◆ **Objectives**:
A: In the Django form thread, why does the asker begin by only sending the query field's value back to the page? Answer in one to three sentences.
B: Output everything in the records from their first line down to the line containing "(1152, 916)", with both of those lines included and nothing else.

◆ **Excerpt to read**:
────────────────────────────────────────

I am quite new to django and struggling to do something very simple.
I have a ModelForm for the following model:
class Queries(models.Model):
user_id=models.CharField(max_length=200)
query=models.CharField(max_length=200)
And I am showing the user a simple form that will help in doing the following:
user will ask a question
The question will be processed(a database query will be generated
based on the question)
Then the query result should be shown just beneath the form in the
same page.
This is how my views.py looks like:
from django.http import HttpResponse
from django.shortcuts import get_object_or_404, render
from basicapp.models import QueryForm
def index(request):
form=MyForm()
real_form=form.getForm(request)
response=form.response
return render(request,'basicapp/index.html',{
'form': real_form,
'response':response,
})
class MyForm:
response=''
def getForm(self,request):
form = QueryForm(request.POST)
if form.is_valid():
response=form.cleaned_data['query']
form.save()
return form
For now I am trying simple stuffs,I am taking the value in query field of the form and trying to send it back to the page;so far I am failed.
This is index.html:
<form action=" " method="post">{% csrf_token %}
{{ form }}
<p>{{response}}</p>
<input type="submit" value="Submit" />
</form>
If I could do this,I think the query stuffs wont be that tough.The form is working fine,the datas are getting saved in database. Only the response string from views.py could not be retrieved inside index.html after form submission. Can you please help?
EDIT:
Tried following in index.html based on Hoff's answer:
<form id="myForm" action=" " method="get">{% csrf_token %}
{{ form }}
<input type="submit" value="Submit" />
</form>
<div id="response">
</div>
<script language="JavaScript">
$(document).ready(function() {
$("#myForm").submit(function() { // catch the form's submit event
$.ajax({ // create an AJAX call...
data: $(this).serialize(), // get the form data
type: $(this).attr('GET'),
success: function(response) { // on success..
$("#response").html(response); // update the DIV
}
});
return false;
});
});
</script>
Still no luck :(
views.py
def index(request):
questions=None
if request.GET.get('search'):
search = request.GET.get('search')
questions = Queries.objects.filter(query__icontains=search)
name = request.GET.get('name')
query = Queries.object.create(query=search, user_id=name)
query.save()
return render(request, 'basicapp/index.html',{
'questions': questions,
})
html
<form method="GET">
Question: <input type="text" name="search"><br/>
Name: <input type="text" name="name"><br/>
<input type="submit" value="Submit" />
</form><br/><br/>
{% for question in questions %}
<p>{{question}}</p>
{% endfor %}
What you need is an asynchronous post (ajax), which is easy with jQuery, see this answer for a complete solution: How to POST a django form with AJAX & jQuery
<input type="text" name="query" />
<input type="submit" name="submit" value="Submit" />
you can check if the form was submitted or not (i.e if it's a post request or not):
if 'submit' in request.POST: #you could use 'query' instead of 'submit' too
# do post related task
# add context variables to render post output
# add another context variable to indicate if it's a post
# Example:
context.update({'post_output': request.POST.get('query','')})

────────────────────────────────────────

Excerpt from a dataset
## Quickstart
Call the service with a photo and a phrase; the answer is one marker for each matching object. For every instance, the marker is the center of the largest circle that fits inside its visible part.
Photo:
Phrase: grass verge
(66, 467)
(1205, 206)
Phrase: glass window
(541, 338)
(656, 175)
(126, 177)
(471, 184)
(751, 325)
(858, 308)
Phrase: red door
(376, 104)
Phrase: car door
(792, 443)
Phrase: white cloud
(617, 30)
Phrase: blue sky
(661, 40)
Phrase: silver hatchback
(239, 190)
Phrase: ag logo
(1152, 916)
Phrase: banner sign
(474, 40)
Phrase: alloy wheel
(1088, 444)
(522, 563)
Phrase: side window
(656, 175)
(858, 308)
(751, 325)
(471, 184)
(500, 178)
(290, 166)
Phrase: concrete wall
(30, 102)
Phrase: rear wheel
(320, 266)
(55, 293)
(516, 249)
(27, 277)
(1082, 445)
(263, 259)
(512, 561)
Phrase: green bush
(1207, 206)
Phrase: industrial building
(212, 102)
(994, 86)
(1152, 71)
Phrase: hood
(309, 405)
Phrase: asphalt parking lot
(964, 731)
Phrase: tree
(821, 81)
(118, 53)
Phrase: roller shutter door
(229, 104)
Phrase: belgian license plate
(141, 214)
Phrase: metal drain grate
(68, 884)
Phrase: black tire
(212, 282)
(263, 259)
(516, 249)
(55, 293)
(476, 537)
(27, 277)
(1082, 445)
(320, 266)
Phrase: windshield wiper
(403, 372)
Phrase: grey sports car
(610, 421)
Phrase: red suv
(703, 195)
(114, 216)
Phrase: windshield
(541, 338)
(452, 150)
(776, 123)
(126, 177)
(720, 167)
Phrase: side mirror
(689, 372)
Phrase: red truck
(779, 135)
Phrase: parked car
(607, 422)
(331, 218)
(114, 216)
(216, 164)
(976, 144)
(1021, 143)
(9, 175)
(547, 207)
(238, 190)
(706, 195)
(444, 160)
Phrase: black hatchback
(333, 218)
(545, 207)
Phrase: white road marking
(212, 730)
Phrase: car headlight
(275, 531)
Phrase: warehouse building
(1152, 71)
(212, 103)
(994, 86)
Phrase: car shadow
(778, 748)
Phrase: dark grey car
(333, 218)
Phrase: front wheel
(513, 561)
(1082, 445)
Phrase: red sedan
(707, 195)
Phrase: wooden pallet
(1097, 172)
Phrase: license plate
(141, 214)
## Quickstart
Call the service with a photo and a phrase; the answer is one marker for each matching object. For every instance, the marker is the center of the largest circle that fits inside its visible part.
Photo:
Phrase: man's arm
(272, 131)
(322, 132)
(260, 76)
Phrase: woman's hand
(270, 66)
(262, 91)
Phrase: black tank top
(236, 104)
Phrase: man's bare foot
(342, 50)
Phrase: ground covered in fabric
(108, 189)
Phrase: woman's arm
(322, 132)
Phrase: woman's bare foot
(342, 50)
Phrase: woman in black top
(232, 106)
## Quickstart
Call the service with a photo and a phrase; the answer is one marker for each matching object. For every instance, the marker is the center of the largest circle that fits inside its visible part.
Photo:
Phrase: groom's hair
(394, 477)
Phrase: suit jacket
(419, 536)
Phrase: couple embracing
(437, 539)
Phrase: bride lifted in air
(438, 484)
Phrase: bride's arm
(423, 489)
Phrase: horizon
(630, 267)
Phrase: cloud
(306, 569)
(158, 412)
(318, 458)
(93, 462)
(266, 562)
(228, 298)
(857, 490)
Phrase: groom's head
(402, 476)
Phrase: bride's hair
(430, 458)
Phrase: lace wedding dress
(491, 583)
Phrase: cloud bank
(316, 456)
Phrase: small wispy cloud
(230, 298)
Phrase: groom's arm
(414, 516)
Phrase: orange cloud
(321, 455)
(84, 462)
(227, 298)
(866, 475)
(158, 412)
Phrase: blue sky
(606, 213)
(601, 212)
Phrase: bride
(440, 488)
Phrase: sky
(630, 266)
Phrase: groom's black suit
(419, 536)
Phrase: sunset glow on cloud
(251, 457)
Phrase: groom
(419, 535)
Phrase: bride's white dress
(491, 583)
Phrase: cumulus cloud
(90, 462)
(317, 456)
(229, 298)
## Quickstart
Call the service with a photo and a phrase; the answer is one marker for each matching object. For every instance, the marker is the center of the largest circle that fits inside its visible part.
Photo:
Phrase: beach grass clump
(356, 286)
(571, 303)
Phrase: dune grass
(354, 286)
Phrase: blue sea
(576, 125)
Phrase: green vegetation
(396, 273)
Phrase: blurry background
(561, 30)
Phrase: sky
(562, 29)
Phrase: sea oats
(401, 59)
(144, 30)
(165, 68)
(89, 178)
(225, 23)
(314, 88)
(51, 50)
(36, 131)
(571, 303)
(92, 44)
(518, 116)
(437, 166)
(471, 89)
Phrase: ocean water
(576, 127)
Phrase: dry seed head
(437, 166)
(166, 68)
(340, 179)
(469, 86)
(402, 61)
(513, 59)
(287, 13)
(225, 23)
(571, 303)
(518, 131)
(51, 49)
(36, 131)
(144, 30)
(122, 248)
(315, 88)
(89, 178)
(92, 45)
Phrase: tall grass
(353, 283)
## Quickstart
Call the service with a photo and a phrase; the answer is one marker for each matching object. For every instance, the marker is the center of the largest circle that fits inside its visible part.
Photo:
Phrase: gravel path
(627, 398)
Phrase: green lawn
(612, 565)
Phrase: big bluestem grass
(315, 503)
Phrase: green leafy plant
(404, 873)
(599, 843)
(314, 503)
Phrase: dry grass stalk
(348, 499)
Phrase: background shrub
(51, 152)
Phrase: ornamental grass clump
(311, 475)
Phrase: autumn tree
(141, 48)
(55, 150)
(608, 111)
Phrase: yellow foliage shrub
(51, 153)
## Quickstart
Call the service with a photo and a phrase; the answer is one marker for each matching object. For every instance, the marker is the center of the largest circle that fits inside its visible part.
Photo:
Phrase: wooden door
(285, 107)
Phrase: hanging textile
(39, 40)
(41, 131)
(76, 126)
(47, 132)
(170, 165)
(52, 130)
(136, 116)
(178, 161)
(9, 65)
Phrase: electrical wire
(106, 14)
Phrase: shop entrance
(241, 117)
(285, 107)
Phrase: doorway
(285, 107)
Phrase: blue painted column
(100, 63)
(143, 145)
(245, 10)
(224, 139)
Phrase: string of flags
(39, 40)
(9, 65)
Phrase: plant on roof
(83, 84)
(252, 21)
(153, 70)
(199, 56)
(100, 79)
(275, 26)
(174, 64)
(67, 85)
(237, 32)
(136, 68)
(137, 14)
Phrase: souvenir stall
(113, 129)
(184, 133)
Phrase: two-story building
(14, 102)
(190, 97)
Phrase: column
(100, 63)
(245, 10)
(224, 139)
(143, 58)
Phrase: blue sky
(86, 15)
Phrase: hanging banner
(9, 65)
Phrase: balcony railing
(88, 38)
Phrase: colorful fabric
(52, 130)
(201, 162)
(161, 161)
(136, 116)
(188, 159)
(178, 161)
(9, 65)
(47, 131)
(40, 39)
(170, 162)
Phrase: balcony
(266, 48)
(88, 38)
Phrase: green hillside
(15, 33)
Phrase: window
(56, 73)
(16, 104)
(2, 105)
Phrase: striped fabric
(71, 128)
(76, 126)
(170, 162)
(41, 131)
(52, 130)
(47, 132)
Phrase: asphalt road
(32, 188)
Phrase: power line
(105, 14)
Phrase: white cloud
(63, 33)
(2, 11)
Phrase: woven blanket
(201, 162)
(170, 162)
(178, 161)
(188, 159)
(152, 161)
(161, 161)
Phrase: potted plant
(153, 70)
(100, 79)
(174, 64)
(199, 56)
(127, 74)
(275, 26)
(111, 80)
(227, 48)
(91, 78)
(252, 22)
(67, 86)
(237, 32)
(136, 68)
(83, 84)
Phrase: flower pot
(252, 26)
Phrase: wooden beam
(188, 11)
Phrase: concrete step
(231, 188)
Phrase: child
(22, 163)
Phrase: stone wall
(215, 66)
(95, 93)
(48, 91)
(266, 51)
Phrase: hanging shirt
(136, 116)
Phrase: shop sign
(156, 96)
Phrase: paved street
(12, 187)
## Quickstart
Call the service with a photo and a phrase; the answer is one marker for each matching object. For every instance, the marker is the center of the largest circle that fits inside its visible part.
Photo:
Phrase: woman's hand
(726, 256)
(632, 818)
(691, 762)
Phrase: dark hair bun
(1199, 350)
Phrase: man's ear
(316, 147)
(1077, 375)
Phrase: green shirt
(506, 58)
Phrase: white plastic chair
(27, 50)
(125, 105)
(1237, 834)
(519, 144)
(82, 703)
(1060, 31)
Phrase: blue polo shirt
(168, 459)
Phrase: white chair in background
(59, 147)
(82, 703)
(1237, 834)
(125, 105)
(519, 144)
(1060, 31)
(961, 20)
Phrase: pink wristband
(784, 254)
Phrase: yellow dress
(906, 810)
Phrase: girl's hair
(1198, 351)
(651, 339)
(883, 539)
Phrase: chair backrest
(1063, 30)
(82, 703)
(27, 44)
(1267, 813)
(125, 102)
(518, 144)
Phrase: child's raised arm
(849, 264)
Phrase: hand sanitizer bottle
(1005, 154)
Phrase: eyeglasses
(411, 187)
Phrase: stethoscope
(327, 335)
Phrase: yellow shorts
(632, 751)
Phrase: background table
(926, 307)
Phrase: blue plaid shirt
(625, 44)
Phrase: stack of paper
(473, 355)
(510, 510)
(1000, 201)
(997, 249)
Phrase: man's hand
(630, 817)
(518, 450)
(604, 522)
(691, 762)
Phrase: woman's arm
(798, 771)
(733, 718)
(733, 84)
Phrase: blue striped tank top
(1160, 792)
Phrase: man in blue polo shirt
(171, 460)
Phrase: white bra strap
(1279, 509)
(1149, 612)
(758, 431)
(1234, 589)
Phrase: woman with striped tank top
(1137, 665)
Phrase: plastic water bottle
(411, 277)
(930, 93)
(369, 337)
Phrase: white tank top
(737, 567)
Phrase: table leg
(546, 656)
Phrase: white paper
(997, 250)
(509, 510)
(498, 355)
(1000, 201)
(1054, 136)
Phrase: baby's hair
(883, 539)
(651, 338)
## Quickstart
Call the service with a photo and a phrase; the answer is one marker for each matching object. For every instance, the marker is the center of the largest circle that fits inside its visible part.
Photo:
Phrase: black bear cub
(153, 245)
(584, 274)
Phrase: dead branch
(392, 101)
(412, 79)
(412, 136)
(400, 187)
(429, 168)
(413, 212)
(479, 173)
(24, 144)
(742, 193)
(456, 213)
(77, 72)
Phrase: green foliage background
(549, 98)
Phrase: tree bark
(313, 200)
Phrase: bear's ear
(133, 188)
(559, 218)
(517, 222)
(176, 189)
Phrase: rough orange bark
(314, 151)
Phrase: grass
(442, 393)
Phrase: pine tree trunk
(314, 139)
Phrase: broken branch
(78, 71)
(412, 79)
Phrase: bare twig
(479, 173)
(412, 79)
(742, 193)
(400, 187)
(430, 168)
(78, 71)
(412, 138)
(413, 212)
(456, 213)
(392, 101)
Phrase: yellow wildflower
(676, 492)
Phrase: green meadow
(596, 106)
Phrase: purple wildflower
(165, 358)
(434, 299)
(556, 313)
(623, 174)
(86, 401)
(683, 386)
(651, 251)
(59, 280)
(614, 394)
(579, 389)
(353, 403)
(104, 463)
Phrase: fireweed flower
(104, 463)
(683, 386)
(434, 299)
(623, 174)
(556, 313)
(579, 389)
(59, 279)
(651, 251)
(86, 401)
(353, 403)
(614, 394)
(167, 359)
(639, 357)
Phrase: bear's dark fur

────────────────────────────────────────

◆ **Solution set**:
A: The asker thinks that once the value can be sent back and shown on the page, the database query part won't be that tough. The form already works and saves data. Only the response string from views.py fails to show up in index.html after submission.

B:
## Quickstart
Call the service with a photo and a phrase; the answer is one marker for each matching object. For every instance, the marker is the center of the largest circle that fits inside its visible part.
Photo:
Phrase: grass verge
(66, 467)
(1205, 206)
Phrase: glass window
(541, 338)
(656, 175)
(126, 177)
(471, 184)
(751, 325)
(858, 308)
Phrase: red door
(376, 104)
Phrase: car door
(792, 443)
Phrase: white cloud
(617, 30)
Phrase: blue sky
(661, 40)
Phrase: silver hatchback
(239, 190)
Phrase: ag logo
(1152, 916)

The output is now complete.